* [EXERCISE DIRECTIONS]:
Filter the rows below, keeping each line that contains the string "white" and omitting all others. Treat uppercase and lowercase letters as distinct when matching.
##### GIVEN RECORDS
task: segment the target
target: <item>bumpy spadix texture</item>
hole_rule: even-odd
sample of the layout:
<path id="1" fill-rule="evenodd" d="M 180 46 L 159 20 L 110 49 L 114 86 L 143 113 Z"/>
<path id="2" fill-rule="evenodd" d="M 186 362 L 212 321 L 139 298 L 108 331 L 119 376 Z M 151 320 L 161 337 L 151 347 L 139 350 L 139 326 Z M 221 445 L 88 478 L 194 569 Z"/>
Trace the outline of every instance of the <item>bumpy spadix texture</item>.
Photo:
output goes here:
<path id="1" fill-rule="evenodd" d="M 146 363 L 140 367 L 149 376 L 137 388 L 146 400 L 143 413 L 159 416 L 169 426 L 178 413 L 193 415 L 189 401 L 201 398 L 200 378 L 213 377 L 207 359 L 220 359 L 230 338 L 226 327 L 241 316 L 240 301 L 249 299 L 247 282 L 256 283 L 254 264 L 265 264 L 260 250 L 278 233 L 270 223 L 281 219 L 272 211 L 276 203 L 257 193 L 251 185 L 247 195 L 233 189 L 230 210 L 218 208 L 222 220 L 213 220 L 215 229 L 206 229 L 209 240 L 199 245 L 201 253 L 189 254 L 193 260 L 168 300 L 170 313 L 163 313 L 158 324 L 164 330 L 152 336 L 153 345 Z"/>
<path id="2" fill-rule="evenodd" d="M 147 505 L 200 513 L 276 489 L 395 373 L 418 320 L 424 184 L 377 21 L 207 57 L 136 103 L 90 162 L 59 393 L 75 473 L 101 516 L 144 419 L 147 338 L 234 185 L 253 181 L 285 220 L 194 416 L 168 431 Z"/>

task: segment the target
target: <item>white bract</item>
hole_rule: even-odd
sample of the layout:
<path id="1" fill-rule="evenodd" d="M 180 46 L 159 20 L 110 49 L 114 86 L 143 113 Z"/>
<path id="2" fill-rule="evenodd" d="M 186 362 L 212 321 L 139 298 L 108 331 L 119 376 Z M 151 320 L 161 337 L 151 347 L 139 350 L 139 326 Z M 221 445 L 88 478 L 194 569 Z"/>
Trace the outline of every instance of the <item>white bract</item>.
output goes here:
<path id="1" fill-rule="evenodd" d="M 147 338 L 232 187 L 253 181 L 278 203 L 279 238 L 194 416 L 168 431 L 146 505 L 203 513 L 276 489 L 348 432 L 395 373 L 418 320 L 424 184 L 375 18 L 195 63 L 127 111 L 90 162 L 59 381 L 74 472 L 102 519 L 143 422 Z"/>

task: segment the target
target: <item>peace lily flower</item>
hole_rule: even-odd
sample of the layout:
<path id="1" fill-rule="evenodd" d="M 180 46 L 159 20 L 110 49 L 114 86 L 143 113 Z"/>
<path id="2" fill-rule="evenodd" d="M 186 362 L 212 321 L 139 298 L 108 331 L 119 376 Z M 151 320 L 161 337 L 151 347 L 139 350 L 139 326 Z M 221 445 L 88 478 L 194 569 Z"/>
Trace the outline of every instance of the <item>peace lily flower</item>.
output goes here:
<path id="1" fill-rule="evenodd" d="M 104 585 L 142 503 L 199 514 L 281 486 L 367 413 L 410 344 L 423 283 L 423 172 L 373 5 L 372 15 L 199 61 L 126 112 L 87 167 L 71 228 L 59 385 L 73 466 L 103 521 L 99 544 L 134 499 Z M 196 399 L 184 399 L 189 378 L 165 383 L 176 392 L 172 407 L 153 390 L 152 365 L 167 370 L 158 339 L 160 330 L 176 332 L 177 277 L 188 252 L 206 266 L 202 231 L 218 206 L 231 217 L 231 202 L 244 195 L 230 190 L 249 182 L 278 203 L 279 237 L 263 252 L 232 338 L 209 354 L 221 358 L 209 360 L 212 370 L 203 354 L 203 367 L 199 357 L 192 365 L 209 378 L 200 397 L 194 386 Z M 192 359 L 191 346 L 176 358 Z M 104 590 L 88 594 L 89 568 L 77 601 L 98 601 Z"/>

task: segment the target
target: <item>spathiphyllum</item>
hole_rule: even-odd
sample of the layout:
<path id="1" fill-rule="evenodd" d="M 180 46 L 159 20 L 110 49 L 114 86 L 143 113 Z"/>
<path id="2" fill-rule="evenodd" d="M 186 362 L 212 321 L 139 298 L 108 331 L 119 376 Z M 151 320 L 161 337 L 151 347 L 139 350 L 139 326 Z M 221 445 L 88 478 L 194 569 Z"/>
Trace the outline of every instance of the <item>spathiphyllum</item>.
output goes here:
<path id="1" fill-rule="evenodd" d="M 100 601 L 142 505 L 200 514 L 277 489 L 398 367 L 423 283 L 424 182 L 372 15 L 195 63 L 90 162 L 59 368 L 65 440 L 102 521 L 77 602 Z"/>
##########
* [OUTPUT]:
target: <item>white bract</item>
Trace the outline of every instance of the <item>white bract</item>.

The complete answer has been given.